§ **练习说明**: 请将下列全部记录逐字照录，不作任何改动。

§ **数据摘录**:
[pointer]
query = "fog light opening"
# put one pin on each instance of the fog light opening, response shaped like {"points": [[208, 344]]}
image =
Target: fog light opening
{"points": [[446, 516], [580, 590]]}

§ **本题作答**:
[pointer]
query = "fog light opening"
# put one pin on each instance of the fog light opening, response shaped like {"points": [[208, 344]]}
image =
Target: fog light opening
{"points": [[446, 516], [580, 590]]}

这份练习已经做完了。